Extract to read -
-=-=-=-=-
But mostly it happens by itself,
the tissue that binds the structure
of a life – the urge to explore the whole world,
perhaps, or the pride of caste –
loosens and the mind falls flat.

The solstices lose their values
or exchange them – we prefer darkness,
look forward to eclipse

and begin to find our own answer
to the puzzle of what’s beyond grammar,
beyond names:

swirling grey miasma
or champagne nirvana seething
with possible universes.

 

An Old Woman is Full of Poison

An old woman is full of poison,
her words multiply like rogue cells,
pellets of strychnine,
drops of bitter almond;
she says far more, worse, than she means too
and others are appalled.
They wish her dumb or dead.

She’s drowning in her own juices –
on the outside they stink
in her hollows
and inside the flood oozes
swilling like dirty water
in a cracked well,
numbing her organs.

Her memory is a rotting stew;
fragments of her life’s chapters float there,
insults and betrayals and disappointments
swamping happier pictures,
and pieces of other bodies,
like limp or foully dripping penises.
She craves for sweeter flesh.
-=-=-=-=-
Work instruction - Copy out everything in the old-woman poem from "Her memory is" down to "for sweeter flesh.", substituting "broth" for "stew".

Material shown -
-=-=-=-=-
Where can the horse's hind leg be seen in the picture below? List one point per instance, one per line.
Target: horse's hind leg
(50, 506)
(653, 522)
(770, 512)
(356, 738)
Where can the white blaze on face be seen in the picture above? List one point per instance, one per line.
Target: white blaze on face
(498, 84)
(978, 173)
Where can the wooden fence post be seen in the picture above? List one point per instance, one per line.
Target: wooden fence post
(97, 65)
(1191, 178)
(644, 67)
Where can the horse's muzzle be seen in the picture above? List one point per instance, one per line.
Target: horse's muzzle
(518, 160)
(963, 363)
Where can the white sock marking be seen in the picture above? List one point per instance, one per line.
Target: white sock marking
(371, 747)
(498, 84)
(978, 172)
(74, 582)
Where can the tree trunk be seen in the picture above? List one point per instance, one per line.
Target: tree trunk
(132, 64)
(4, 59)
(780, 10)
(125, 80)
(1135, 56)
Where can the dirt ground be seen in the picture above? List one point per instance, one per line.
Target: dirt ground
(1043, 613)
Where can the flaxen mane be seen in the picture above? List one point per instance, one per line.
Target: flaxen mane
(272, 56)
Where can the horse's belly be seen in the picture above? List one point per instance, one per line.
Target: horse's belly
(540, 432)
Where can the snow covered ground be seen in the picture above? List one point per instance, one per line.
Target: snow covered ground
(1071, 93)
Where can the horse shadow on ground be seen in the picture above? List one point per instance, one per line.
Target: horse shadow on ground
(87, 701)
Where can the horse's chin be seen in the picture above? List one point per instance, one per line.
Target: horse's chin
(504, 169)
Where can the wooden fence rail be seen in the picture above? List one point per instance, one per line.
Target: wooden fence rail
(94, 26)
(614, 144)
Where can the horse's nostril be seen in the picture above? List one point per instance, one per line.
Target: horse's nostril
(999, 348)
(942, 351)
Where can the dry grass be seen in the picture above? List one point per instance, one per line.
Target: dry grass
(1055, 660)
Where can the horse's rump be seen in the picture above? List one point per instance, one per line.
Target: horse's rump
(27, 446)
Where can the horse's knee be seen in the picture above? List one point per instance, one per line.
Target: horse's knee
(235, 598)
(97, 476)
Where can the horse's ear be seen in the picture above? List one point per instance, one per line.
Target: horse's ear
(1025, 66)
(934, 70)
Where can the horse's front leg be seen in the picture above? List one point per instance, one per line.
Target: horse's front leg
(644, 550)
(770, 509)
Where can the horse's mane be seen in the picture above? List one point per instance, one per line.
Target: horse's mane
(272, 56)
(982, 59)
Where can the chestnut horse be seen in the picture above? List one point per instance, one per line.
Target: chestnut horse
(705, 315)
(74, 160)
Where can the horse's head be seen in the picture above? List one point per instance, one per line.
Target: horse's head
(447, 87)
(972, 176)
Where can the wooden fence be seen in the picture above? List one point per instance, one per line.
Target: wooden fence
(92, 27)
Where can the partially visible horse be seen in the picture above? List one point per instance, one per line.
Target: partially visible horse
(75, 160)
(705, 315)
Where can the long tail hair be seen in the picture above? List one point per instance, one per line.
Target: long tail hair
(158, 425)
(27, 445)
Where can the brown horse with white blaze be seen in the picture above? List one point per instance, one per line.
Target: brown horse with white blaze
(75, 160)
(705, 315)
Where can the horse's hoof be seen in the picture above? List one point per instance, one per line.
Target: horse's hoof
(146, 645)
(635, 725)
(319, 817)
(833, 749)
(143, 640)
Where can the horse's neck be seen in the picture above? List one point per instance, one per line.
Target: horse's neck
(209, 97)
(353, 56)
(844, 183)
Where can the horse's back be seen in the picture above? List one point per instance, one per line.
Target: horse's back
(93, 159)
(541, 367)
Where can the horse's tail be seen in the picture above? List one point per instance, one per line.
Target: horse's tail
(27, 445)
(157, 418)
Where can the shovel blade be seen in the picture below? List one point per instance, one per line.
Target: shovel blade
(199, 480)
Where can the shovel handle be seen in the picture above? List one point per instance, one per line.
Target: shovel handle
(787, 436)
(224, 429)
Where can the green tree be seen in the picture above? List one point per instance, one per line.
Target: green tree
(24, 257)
-=-=-=-=-
Output below -
Her memory is a rotting broth;
fragments of her life’s chapters float there,
insults and betrayals and disappointments
swamping happier pictures,
and pieces of other bodies,
like limp or foully dripping penises.
She craves for sweeter flesh.